### RECORDS PROVIDED

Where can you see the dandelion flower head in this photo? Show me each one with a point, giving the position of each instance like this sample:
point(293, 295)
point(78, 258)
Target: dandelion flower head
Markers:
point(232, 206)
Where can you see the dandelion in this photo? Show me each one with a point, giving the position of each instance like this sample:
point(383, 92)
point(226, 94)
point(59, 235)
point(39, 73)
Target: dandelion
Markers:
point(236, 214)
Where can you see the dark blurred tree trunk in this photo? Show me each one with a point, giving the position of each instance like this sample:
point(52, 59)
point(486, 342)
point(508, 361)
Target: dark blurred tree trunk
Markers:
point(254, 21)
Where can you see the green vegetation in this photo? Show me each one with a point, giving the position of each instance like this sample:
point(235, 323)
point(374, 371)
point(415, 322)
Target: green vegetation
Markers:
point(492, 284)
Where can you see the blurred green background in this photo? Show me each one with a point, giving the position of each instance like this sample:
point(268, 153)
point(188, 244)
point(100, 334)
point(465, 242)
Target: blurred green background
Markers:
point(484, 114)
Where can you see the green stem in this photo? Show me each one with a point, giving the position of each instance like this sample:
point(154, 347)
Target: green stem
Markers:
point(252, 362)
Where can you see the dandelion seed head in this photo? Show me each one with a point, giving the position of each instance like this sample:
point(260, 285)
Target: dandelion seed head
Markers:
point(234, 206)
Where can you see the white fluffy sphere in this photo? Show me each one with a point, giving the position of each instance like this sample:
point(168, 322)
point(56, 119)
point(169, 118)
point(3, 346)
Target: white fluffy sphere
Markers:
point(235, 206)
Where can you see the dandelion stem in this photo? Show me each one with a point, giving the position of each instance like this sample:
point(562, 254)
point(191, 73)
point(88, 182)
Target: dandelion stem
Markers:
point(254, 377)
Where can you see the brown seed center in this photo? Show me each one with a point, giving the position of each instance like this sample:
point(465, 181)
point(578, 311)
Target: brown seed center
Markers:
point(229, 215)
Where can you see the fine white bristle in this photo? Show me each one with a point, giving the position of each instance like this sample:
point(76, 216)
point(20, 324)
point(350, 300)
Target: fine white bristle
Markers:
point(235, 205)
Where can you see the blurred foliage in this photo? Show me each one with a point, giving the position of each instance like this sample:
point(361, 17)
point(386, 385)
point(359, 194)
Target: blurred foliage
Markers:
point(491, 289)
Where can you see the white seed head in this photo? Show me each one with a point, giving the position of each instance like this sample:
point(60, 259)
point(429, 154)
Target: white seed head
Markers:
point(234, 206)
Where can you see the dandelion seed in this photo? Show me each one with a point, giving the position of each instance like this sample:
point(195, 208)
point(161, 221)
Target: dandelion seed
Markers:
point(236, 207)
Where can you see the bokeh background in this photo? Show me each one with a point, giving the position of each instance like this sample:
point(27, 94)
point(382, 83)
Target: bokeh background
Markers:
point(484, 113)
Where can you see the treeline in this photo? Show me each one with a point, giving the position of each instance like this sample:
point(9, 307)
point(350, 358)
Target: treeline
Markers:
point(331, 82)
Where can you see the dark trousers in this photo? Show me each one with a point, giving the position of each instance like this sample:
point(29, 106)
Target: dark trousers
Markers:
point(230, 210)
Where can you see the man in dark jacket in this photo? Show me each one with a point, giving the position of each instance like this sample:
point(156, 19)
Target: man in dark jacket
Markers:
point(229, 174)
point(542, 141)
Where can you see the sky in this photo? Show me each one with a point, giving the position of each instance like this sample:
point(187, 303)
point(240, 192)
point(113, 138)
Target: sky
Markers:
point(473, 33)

######

#### [DIRECTIVE]
Rewrite the data above with each "Markers" changed to "Points", keeping every other line and word as it is.

#### [TASK RESULT]
Where can you see the dandelion flower head in this photo? Show me each one with a point, giving the position of each instance like this sample:
point(293, 295)
point(78, 258)
Target: dandelion flower head
Points:
point(232, 206)
Where can you see the dandelion in this photo? Show me each one with a point, giving the position of each instance like this sample:
point(383, 92)
point(226, 94)
point(59, 235)
point(39, 73)
Target: dandelion
Points:
point(236, 214)
Where can you see the dark blurred tree trunk in this photo? Show me each one with a point, giving the position of each instance like this sample:
point(52, 59)
point(486, 342)
point(508, 361)
Target: dark blurred tree trunk
Points:
point(254, 21)
Where can you see the green vegetation in this photo? Show me each one with a point, giving the position of each instance like this sample:
point(235, 323)
point(374, 371)
point(415, 322)
Target: green vegetation
Points:
point(492, 284)
Where can you see the blurred green background in this photo? Show me each one with a point, giving the position of each instance like this sample:
point(268, 153)
point(188, 244)
point(100, 334)
point(465, 242)
Target: blurred green background
Points:
point(484, 114)
Where can you see the green stem in this photo? Show me each one with a point, giving the position of each instance like this sample:
point(154, 347)
Target: green stem
Points:
point(252, 362)
Where can you see the dandelion seed head in this photo? Show me each one with a point, giving the position of each instance like this sample:
point(260, 285)
Target: dandelion seed head
Points:
point(234, 206)
Where can you see the white fluffy sphere in this photo? Show me each one with a point, giving the position of each instance like this sample:
point(168, 322)
point(56, 119)
point(169, 118)
point(3, 346)
Target: white fluffy sphere
Points:
point(235, 206)
Where can you see the dandelion stem in this photo? Show me each one with a point, giving the position of each instance like this sample:
point(562, 254)
point(191, 73)
point(88, 182)
Target: dandelion stem
Points:
point(254, 377)
Where can you see the brown seed center in this photo? Show me each one with a point, giving the position of each instance like this sample:
point(465, 181)
point(578, 311)
Target: brown seed center
Points:
point(229, 215)
Where can you see the fine white bristle in this photo? Show me each one with a point, giving the position of each instance like this sample:
point(76, 216)
point(20, 324)
point(350, 300)
Target: fine white bristle
Points:
point(235, 205)
Where can you see the blurred foliage in this photo? Show me each one with a point, giving the position of each instance like this sample:
point(361, 17)
point(386, 385)
point(359, 194)
Target: blurred foliage
Points:
point(491, 289)
Where can you see the white seed head in this photo? Show me each one with a point, giving the position of each instance like this sample:
point(60, 259)
point(429, 154)
Target: white seed head
Points:
point(234, 206)
Where can you see the dandelion seed in this photo? Show me each one with a point, giving the position of each instance like this sample:
point(195, 208)
point(161, 221)
Target: dandelion seed
Points:
point(236, 207)
Where can you see the bokeh background in this photo? Show me each one with a point, giving the position of each instance like this sample:
point(27, 94)
point(382, 83)
Target: bokeh background
Points:
point(484, 113)
Where can you see the treeline in this photo? Show me each one with a point, giving the position of each instance like this sample:
point(9, 307)
point(350, 358)
Target: treeline
Points:
point(331, 82)
Where can you see the dark trousers in this photo? Show me each one with a point, giving the position of each instance like this sample:
point(29, 106)
Target: dark trousers
Points:
point(230, 210)
Where can you see the man in dark jacket in this photo? Show me each one with a point, giving the position of each instance like this sample:
point(156, 19)
Target: man in dark jacket
Points:
point(229, 174)
point(542, 141)
Where can you see the sky in this photo? Show me each one with a point, giving the position of each instance like this sample:
point(187, 303)
point(240, 192)
point(113, 138)
Target: sky
Points:
point(473, 33)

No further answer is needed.